Work to do = Copy out, word for word, the part of the material that begins with the line containing "Where can you find the road" and runs through the end of the material.

Records for this exercise =
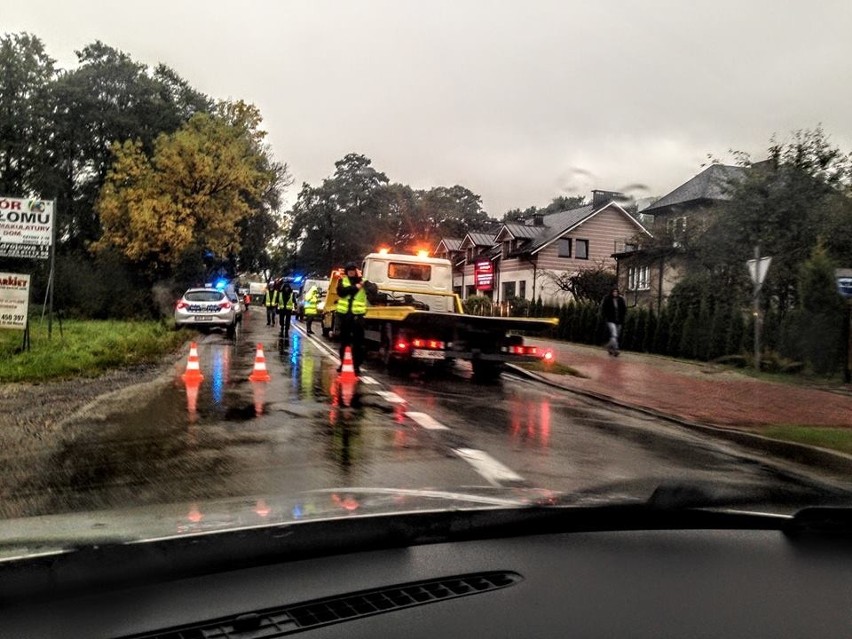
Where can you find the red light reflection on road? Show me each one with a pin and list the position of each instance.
(261, 508)
(194, 515)
(529, 422)
(347, 503)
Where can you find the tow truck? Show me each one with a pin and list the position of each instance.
(413, 315)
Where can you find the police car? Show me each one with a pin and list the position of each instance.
(206, 308)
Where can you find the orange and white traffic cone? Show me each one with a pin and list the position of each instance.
(258, 392)
(193, 370)
(259, 374)
(192, 400)
(347, 369)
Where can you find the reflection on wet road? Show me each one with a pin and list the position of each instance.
(307, 428)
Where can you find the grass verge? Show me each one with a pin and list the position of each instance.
(552, 367)
(84, 348)
(839, 439)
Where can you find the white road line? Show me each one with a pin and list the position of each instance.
(392, 397)
(426, 421)
(493, 471)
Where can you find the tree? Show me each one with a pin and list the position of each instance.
(340, 220)
(453, 211)
(782, 205)
(591, 284)
(190, 196)
(822, 310)
(357, 210)
(108, 98)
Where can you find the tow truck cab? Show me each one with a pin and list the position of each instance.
(414, 316)
(426, 283)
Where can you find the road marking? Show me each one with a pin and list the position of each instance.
(392, 397)
(426, 421)
(492, 470)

Answer below =
Where can you find the road marking? Show me each one with a pin and list the position of each instance.
(392, 397)
(426, 421)
(492, 470)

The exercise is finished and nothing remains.